EXTRACT:

----

2019-08-28 21:17:07

by Denis Kenzior

[permalink] [raw]
Subject: [PATCH] cfg80211: Purge frame registrations on iftype change

Currently frame registrations are not purged, even when changing the
interface type. This can lead to potentially weird / dangerous
situations where frames possibly not relevant to a given interface
type remain registered and mgmt_frame_register is not called for the
no-longer-relevant frame types.

The kernel currently relies on userspace apps to actually purge the
registrations themselves, e.g. by closing the nl80211 socket associated
with those frames. However, this requires multiple nl80211 sockets to
be open by the userspace app, and for userspace to be aware of all state
changes. This is not something that the kernel should rely on.

This commit adds a call to cfg80211_mlme_purge_registrations() to
forcefully remove any registrations left over prior to switching the
iftype.

Cc: [email protected]

Signed-off-by: Denis Kenzior <[email protected]>
---
net/wireless/util.c | 1 +
1 file changed, 1 insertion(+)

diff --git a/net/wireless/util.c b/net/wireless/util.c
index c99939067bb0..3fa092b78e62 100644
--- a/net/wireless/util.c
+++ b/net/wireless/util.c
@@ -964,6 +964,7 @@ int cfg80211_change_iface(struct cfg80211_registered_device *rdev,
}

cfg80211_process_rdev_events(rdev);
+ cfg80211_mlme_purge_registrations(dev->ieee80211_ptr);
}

err = rdev_change_virtual_intf(rdev, dev, ntype, params);
--
2.19.2


2019-08-30 08:53:32

by Johannes Berg

[permalink] [raw]
Subject: Re: [PATCH] cfg80211: Purge frame registrations on iftype change

On Wed, 2019-08-28 at 16:11 -0500, Denis Kenzior wrote:
> Currently frame registrations are not purged, even when changing the
> interface type. This can lead to potentially weird / dangerous
> situations where frames possibly not relevant to a given interface
> type remain registered and mgmt_frame_register is not called for the
> no-longer-relevant frame types.

I'd argue really just "weird and non-working", hardly dangerous. Even in
the mac80211 design where we want to not let you intercept e.g. AUTH
frames in client mode - if you did, then you'd just end up with a non-
working interface. Not sure I see any "dangerous situation". Not really
an all that important distinction though.

Depending on the design, it may also just be that those registrations
are *ignored*, because e.g. firmware intercepts the AUTH frame already,
which would just (maybe) confuse userspace - but that seems unlikely
since it switched interface type and has no real need for those frames
then.

----

DATA ENTRIES:
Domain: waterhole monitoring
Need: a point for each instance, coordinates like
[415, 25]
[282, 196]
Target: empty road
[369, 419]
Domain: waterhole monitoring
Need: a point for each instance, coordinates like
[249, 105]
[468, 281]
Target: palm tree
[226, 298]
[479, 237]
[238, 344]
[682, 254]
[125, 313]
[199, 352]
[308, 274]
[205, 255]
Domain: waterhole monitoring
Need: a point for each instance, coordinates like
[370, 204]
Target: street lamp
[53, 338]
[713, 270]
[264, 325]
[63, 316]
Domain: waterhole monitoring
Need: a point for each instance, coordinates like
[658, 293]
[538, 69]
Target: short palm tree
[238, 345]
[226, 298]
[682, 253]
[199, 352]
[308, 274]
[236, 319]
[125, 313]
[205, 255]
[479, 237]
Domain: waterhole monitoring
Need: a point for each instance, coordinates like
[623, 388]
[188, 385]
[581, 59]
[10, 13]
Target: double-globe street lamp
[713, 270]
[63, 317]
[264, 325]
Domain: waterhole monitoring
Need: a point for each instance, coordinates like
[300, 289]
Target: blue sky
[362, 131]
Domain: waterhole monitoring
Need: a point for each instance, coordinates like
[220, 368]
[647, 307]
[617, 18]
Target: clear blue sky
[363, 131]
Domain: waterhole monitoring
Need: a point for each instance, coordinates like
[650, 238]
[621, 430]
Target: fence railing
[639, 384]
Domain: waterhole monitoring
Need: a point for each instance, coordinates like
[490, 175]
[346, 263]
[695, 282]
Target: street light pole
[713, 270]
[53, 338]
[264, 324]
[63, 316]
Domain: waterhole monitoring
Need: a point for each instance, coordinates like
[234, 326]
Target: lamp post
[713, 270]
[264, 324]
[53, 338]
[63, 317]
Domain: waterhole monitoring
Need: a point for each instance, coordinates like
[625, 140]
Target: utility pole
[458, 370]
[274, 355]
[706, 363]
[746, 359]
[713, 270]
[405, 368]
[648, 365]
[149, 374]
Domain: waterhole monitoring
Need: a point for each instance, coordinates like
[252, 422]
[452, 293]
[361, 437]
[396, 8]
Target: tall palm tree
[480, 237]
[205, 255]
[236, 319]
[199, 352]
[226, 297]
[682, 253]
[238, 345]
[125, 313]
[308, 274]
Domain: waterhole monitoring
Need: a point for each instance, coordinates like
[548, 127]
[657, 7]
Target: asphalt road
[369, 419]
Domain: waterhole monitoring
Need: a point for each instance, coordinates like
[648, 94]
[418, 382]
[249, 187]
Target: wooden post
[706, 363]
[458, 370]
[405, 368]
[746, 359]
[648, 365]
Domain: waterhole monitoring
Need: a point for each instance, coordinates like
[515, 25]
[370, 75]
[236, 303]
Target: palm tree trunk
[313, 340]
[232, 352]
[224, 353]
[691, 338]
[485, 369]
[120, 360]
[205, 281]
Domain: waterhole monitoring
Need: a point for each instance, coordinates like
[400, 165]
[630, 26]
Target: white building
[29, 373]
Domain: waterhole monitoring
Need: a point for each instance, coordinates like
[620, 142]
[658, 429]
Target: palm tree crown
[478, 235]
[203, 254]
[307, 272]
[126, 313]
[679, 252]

----

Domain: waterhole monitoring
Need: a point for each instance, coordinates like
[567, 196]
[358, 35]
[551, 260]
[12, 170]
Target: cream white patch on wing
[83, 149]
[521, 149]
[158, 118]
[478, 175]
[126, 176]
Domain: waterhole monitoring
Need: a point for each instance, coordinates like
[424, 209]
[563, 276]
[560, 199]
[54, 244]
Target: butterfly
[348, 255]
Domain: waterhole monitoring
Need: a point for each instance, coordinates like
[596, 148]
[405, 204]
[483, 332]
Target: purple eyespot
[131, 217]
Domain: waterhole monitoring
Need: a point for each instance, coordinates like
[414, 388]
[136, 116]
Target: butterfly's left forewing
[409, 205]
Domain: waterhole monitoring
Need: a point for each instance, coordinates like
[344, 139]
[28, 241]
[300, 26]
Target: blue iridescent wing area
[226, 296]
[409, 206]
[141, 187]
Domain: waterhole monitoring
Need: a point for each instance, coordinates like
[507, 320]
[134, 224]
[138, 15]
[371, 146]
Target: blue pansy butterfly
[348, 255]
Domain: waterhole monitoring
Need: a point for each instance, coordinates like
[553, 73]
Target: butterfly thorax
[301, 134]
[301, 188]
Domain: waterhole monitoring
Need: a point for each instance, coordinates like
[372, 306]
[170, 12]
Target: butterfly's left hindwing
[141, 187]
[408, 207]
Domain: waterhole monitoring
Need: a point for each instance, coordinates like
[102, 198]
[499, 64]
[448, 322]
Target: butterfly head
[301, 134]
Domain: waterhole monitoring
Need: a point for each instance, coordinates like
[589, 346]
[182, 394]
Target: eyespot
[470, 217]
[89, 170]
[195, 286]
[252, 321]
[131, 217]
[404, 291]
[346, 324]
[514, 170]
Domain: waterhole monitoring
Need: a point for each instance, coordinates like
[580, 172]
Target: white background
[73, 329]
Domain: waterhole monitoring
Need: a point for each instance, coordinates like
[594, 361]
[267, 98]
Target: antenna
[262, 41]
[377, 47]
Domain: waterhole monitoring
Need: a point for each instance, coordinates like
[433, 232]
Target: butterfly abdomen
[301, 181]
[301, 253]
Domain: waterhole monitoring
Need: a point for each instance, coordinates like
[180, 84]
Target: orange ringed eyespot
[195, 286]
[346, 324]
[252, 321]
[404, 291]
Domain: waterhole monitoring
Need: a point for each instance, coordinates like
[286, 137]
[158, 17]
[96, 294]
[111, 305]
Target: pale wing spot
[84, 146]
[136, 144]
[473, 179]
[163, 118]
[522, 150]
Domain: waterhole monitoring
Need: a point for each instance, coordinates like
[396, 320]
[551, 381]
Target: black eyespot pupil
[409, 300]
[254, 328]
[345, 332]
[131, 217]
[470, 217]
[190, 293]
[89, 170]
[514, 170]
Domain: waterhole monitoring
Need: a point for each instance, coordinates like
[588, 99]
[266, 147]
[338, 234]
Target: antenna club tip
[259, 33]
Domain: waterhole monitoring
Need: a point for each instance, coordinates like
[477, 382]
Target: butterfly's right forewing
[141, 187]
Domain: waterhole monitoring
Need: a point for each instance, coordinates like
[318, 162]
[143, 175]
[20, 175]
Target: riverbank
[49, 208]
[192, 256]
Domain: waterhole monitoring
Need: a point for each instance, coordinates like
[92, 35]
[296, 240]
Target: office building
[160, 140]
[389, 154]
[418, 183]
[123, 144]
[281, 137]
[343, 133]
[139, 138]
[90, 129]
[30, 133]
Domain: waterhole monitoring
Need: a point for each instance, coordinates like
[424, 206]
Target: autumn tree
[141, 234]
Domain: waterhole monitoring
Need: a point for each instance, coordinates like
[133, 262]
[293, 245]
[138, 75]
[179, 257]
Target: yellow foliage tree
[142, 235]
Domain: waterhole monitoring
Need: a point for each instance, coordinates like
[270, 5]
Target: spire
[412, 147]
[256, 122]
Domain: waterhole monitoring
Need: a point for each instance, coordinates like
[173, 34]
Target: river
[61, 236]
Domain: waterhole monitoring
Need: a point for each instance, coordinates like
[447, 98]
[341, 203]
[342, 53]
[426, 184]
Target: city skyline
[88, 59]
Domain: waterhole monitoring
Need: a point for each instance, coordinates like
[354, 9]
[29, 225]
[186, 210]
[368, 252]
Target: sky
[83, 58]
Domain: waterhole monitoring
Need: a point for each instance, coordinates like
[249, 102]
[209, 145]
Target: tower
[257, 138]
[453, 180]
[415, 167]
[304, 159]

----

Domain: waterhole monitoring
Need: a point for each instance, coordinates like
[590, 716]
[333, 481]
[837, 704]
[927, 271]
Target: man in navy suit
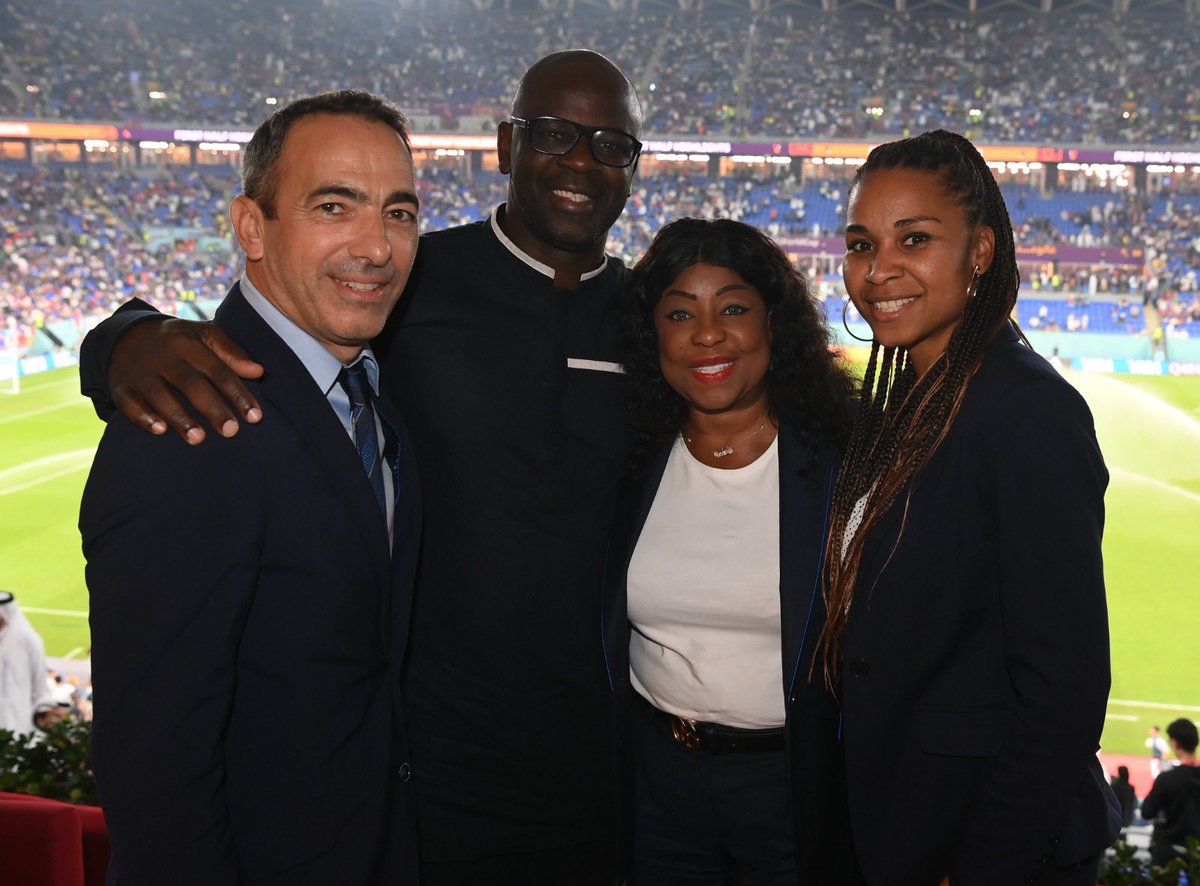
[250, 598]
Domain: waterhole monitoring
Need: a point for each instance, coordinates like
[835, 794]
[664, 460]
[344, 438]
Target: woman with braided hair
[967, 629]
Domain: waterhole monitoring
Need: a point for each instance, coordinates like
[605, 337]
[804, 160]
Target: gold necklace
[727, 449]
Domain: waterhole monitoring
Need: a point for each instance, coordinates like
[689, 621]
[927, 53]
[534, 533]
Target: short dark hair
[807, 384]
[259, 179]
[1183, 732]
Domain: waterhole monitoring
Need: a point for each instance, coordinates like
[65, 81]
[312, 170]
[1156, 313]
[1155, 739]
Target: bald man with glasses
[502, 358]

----

WRITTEN PROBLEM:
Pick up the mailing-list thread on purging frame registrations when the interface type changes, and continue it from its last sentence.

EXERCISE ANSWER:
> The kernel currently relies on userspace apps to actually purge the
> registrations themselves, e.g. by closing the nl80211 socket associated
> with those frames. However, this requires multiple nl80211 sockets to
> be open by the userspace app, and for userspace to be aware of all state
> changes. This is not something that the kernel should rely on.

I tend to agree with that the kernel shouldn't rely on it.

> This commit adds a call to cfg80211_mlme_purge_registrations() to
> forcefully remove any registrations left over prior to switching the
> iftype.

However, I do wonder if we should make this more transactional, and hang
on to them if the type switching fails. We're not notifying userspace
that the registrations have disappeared, so if type switching fails and
it continues to work with the old type rather than throwing its hands up
and quitting or something, it'd make a possibly bigger mess to just
silently have removed them already.

I *think* it should be safe to just move this after the switching
succeeds, since the switching can pretty much only be done at a point
where nothing is happening on the interface anyway, though that might
confuse the driver when the remove happens.

Also, perhaps it'd be better to actually hang on to those registrations
that *are* still possible afterwards? But to not confuse the driver I
guess that might require unregister/re-register to happen, all of which
requires hanging on to the list and going through it after the type
switch completed?

What do you think?

johannes

2019-08-30 15:31:37

by Denis Kenzior

[permalink] [raw]
Subject: Re: [PATCH] cfg80211: Purge frame registrations on iftype change

Hi Johannes,

On 8/30/19 3:53 AM, Johannes Berg wrote:
> On Wed, 2019-08-28 at 16:11 -0500, Denis Kenzior wrote:
>> Currently frame registrations are not purged, even when changing the
>> interface type. This can lead to potentially weird / dangerous
>> situations where frames possibly not relevant to a given interface
>> type remain registered and mgmt_frame_register is not called for the
>> no-longer-relevant frame types.
>
> I'd argue really just "weird and non-working", hardly dangerous. Even in
> the mac80211 design where we want to not let you intercept e.g. AUTH
> frames in client mode - if you did, then you'd just end up with a non-
> working interface. Not sure I see any "dangerous situation". Not really
> an all that important distinction though.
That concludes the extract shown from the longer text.